PAGE TEXT.
On Inspiration - the Mysterious All Consuming
It is funny how the urge to write appears as quickly as it disappears. One would think inspiration is always the same thing, the same feeling but just like happiness and anger it comes with many subtle nuances. The physical sensation, maybe even the excitement that inspiration causes in me tends to become close to permanent when I work through a series of projects in the print shop. It becomes such an addiction that the high seems to never end or even ease up. Until, production is being forced to a full stop at the end of each semester and I am released into the "real world" outside of the studio space. At that point with a sense of immortality and superiority, each time being so engulfed in a false sense of security that I actually believe I could continue on like this forever no matter where I was or what situations life puts on my plate.
Of course this high starts to wear off after a couple of days, sometimes not until two weeks have passed. Each semester, each year I have become more and more aware of the intensity and the unsettling downwards spiral once the safe-haven is left behind. Each year I believe I can be strong enough to work through it on my own until the next semester. Thinking each "off-seasonal struggle" will prepare me and bring me closer to a manageable rhythm needed once I leave school for good. Each year I get to a point where I have to admit to myself that I have failed yet again to settle on a healthy work rhythm. During the semester, especially in the last third of it, I work at what feels to be 500 km/h: the more I produce the faster I work, the more projects I start therefore the more I produce, the more projects I finish... this continues into a faster spinning cycle. It's an upward spiral that goes to a point which I have never had the chance to reach. What could this point be other than an anticlimax? Each little cell in this spiral is an inspirational climax in itself. If it could only go on continuously in a balanced manner, but the spinning spiral wants to come to a point. I literally accelerate my work habit to the point where it becomes unhealthy. Is it better to be abruptly interrupted before such an epicenter can be reached? Where else could it go? It is an inward spiral not an outreaching one. Will the ultimate climax of inspiration implode the artistic self until there is nothing left of it? Will it cancel out itself? Instead the school rhythm has insured that the artistic self goes into rehab in the "real world" at the end of each semester which causes the high to drastically wear off and slows me down to 10-15 km/h.

JOB 1.
Answer these questions from the essay on inspiration:
(a) At what point is production forced to a full stop?
(b) What speed does the writer say they work at during the last third of the semester?
(c) What speed does the writer slow down to when the high wears off?
The text and the records come from separate sources.

Point labeling data based on photos.
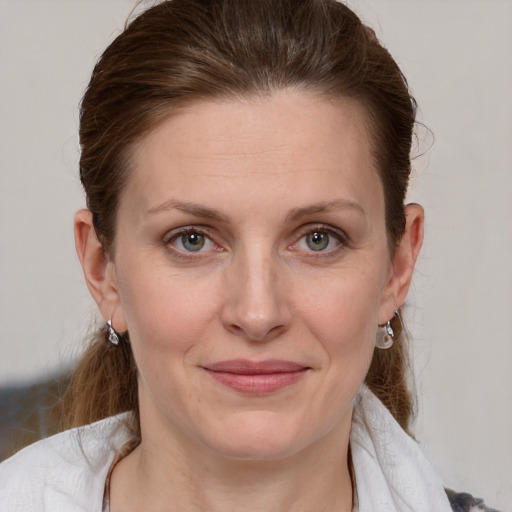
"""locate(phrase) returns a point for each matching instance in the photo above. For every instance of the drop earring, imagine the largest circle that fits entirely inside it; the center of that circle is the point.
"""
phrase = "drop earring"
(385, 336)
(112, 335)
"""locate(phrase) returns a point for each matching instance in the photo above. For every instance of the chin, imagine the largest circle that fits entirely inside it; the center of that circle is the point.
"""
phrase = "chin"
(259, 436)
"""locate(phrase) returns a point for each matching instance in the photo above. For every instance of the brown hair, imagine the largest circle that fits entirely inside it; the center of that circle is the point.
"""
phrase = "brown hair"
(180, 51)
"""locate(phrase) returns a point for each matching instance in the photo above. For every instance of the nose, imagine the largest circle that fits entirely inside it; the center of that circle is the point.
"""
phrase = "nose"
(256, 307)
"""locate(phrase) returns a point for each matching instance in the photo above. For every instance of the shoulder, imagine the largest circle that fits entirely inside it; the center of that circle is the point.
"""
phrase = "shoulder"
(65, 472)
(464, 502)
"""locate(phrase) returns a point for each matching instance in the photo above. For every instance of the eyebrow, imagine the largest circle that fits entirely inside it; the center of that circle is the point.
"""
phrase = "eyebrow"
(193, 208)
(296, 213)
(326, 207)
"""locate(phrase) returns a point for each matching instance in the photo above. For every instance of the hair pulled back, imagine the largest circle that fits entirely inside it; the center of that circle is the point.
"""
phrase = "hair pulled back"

JOB 2. Duplicate the lines of the records starting with the line containing "of the hair" and going on through the end of the records, both ends included.

TASK ANSWER 1.
(a) At the end of each semester
(b) What feels to be 500 km/h
(c) 10-15 km/h

TASK ANSWER 2.
"""locate(phrase) returns a point for each matching instance in the photo above. For every instance of the hair pulled back, imagine the largest circle that fits entirely inside it; the center of that circle is the point.
"""
phrase = "hair pulled back"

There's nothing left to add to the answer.